-- 提供データ --
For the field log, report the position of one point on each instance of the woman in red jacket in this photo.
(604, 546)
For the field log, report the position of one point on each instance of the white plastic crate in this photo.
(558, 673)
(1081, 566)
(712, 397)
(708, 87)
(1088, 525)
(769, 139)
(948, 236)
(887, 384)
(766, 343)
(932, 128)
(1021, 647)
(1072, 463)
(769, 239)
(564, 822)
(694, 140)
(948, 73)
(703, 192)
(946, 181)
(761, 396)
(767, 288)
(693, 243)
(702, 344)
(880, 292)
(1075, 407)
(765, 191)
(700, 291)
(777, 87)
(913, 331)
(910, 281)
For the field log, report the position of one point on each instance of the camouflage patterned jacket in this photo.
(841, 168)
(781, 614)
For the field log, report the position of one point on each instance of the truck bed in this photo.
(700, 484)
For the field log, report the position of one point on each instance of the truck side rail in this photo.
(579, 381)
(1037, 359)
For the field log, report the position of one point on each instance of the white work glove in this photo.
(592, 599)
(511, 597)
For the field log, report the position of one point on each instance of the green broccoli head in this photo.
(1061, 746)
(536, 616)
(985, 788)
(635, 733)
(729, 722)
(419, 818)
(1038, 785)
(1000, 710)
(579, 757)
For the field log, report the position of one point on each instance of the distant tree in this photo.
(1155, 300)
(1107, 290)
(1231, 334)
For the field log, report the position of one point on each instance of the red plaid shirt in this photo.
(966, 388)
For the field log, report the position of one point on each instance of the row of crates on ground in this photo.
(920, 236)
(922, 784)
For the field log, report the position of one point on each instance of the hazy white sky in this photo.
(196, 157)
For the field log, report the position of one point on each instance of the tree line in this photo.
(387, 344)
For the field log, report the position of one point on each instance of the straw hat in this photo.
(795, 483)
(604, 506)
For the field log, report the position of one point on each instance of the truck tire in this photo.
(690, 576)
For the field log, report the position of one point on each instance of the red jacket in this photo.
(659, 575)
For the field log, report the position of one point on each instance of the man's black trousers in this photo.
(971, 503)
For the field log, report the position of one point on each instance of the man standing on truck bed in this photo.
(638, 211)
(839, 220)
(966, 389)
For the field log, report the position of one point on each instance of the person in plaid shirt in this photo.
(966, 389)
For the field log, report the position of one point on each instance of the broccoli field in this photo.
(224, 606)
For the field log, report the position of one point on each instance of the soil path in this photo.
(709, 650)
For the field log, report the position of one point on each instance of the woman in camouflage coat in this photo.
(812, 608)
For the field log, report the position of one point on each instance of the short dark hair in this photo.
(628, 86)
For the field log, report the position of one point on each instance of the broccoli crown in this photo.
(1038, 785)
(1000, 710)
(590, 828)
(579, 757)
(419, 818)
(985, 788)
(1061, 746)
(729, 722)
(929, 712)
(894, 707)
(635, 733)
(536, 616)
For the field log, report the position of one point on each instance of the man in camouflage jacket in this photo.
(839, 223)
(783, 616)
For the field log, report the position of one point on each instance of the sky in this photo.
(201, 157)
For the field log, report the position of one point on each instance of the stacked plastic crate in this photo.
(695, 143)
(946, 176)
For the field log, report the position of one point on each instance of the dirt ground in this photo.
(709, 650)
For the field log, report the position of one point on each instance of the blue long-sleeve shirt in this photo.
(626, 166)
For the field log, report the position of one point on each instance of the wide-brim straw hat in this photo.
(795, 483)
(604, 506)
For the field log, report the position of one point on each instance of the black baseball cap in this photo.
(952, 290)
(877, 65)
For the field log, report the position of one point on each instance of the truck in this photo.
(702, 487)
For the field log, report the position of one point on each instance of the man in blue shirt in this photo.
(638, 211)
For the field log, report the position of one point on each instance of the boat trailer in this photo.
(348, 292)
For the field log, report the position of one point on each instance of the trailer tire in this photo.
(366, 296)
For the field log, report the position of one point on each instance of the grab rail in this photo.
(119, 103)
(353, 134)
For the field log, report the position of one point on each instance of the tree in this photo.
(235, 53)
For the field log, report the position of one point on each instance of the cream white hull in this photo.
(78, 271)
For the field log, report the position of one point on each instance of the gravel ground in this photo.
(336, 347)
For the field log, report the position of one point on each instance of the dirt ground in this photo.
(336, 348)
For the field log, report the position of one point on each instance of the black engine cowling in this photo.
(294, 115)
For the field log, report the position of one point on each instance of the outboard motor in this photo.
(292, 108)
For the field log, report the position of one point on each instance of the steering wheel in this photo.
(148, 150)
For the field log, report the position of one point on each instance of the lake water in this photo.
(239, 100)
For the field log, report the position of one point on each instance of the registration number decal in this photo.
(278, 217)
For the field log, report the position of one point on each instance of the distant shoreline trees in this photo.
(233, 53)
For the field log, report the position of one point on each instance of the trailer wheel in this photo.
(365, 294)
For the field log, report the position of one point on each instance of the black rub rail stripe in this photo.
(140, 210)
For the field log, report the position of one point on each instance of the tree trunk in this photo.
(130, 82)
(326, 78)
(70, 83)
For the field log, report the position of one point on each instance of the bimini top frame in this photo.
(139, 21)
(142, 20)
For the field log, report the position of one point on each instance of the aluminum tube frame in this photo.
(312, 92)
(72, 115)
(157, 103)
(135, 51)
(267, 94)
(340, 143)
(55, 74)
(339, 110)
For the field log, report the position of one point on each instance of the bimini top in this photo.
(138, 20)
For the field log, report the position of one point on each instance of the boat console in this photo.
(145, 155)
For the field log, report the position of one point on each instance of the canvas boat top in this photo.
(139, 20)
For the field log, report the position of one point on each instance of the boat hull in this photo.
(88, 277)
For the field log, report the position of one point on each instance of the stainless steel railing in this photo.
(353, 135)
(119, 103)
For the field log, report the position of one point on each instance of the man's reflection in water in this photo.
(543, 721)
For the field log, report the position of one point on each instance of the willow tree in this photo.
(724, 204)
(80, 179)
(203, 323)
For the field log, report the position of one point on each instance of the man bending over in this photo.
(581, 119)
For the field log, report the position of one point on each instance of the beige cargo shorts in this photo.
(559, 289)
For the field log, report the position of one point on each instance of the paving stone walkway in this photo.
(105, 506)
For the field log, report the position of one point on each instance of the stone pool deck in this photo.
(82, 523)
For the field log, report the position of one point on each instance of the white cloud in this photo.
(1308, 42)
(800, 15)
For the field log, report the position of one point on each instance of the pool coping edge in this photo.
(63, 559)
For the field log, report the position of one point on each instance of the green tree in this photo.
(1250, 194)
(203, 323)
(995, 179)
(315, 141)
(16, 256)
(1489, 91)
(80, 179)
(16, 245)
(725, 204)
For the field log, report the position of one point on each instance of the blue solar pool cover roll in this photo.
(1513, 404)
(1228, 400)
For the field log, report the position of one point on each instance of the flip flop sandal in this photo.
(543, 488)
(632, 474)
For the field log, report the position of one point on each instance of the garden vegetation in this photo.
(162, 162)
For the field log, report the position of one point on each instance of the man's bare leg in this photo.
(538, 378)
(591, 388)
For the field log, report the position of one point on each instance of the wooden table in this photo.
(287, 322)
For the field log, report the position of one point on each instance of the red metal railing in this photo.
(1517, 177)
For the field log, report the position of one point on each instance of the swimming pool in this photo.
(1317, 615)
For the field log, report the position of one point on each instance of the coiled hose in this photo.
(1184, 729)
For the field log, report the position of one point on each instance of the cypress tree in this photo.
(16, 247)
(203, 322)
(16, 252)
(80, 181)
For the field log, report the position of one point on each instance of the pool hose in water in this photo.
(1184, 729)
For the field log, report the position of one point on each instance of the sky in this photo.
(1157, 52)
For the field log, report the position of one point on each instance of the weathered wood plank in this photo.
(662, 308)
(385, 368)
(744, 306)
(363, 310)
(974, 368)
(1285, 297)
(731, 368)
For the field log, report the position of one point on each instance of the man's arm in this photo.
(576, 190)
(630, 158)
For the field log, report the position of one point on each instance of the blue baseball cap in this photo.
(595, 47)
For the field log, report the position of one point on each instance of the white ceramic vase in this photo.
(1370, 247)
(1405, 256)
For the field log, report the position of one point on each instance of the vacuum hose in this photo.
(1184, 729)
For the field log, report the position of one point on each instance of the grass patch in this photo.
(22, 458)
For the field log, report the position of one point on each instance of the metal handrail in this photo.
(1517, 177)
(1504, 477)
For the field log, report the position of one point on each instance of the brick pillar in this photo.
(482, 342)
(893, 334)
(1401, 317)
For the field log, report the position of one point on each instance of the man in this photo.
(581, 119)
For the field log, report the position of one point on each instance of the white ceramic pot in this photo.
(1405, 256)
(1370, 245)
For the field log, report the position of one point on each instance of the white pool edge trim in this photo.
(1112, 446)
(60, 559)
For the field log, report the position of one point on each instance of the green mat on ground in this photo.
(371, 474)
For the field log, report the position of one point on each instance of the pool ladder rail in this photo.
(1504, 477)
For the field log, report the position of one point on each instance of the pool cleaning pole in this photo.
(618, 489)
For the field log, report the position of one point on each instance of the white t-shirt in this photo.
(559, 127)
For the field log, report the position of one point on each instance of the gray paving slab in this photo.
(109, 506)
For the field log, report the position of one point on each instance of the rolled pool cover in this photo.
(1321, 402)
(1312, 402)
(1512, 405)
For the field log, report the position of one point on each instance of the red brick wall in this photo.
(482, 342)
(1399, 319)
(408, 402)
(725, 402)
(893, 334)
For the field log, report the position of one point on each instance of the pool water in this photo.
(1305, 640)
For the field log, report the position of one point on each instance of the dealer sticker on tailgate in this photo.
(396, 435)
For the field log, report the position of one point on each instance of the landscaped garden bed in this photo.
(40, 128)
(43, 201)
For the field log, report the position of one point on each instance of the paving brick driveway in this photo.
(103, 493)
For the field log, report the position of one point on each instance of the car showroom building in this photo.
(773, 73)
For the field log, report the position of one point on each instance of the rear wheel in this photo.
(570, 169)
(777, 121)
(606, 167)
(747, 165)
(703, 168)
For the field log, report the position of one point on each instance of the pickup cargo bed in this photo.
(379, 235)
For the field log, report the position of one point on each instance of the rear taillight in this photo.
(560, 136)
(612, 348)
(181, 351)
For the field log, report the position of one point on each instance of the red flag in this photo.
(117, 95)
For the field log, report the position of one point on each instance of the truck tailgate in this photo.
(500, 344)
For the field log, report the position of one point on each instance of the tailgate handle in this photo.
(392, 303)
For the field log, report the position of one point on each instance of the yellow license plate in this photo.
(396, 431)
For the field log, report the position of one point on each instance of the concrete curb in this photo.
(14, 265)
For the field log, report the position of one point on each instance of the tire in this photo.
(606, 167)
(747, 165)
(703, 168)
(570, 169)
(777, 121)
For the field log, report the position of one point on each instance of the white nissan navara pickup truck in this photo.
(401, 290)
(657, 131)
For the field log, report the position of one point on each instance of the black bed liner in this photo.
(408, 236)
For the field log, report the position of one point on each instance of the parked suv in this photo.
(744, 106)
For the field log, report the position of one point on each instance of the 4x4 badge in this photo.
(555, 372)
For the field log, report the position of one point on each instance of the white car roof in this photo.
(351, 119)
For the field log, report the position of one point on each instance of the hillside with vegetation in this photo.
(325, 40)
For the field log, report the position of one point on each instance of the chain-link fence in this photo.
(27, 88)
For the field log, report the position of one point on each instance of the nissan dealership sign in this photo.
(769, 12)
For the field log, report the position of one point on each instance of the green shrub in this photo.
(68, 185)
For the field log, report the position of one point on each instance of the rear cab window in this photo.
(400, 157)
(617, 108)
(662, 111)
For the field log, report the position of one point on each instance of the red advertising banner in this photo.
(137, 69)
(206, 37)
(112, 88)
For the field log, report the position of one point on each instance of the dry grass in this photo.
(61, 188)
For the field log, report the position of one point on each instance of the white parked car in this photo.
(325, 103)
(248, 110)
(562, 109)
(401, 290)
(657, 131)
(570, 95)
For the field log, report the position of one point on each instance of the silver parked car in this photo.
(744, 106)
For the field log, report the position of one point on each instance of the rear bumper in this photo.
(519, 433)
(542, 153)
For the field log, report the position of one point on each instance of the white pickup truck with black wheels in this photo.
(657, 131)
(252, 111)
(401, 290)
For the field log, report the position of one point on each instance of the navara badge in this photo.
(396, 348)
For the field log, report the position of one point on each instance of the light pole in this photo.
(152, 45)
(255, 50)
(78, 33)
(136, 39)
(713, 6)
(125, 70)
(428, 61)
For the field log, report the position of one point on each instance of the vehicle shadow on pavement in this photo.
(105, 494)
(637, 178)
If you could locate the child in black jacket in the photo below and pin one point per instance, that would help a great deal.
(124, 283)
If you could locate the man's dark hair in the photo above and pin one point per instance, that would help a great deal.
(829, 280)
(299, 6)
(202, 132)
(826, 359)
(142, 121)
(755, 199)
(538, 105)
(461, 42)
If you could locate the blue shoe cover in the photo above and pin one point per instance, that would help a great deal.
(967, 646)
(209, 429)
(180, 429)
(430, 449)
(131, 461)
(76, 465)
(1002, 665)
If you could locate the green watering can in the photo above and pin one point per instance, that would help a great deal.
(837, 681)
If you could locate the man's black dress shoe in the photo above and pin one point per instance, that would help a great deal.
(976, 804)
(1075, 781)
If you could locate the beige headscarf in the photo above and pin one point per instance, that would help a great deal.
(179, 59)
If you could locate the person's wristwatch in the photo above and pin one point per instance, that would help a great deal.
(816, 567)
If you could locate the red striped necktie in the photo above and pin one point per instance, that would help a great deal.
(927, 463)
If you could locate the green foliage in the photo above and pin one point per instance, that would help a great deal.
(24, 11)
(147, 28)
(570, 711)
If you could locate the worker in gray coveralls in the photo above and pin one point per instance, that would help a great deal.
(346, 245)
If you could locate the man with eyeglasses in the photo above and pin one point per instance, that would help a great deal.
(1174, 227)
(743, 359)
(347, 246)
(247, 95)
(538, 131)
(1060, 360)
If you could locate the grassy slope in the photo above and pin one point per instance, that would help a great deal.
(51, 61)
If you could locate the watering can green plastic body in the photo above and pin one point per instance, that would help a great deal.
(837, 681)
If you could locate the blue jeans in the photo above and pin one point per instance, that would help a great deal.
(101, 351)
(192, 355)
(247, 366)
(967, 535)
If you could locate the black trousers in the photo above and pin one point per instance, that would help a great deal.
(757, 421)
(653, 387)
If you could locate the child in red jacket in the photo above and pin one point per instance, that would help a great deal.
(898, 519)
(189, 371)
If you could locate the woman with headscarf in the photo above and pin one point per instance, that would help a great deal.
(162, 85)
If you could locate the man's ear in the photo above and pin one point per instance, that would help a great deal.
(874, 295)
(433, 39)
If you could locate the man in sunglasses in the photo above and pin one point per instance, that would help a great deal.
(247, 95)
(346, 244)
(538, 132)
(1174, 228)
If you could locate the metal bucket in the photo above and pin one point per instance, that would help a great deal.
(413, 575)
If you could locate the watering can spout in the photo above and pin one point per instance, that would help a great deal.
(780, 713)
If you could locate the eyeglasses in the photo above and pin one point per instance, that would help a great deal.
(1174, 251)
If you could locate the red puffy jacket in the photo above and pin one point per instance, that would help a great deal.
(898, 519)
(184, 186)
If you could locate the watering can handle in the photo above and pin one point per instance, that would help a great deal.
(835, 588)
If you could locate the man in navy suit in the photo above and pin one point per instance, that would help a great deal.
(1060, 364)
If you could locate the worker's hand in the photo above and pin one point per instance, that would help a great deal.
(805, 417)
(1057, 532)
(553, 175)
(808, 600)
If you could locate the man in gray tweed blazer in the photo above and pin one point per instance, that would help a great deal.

-- 指示 --
上の一覧について、「vase in this photo.」を含む行から「(1370, 245)」を含む行まで(両端の行も含む)を、1行につき1つの文字列とするJSONリストとして並べること。空行は入れない。

-- 作業結果 --
[
  "For the field log, report the position of one point on each instance of the white ceramic vase in this photo.",
  "(1370, 247)",
  "(1405, 256)",
  "For the field log, report the position of one point on each instance of the vacuum hose in this photo.",
  "(1184, 729)",
  "For the field log, report the position of one point on each instance of the grass patch in this photo.",
  "(22, 458)",
  "For the field log, report the position of one point on each instance of the metal handrail in this photo.",
  "(1517, 177)",
  "(1504, 477)",
  "For the field log, report the position of one point on each instance of the brick pillar in this photo.",
  "(482, 342)",
  "(893, 334)",
  "(1401, 317)",
  "For the field log, report the position of one point on each instance of the man in this photo.",
  "(581, 119)",
  "For the field log, report the position of one point on each instance of the white ceramic pot in this photo.",
  "(1405, 256)",
  "(1370, 245)"
]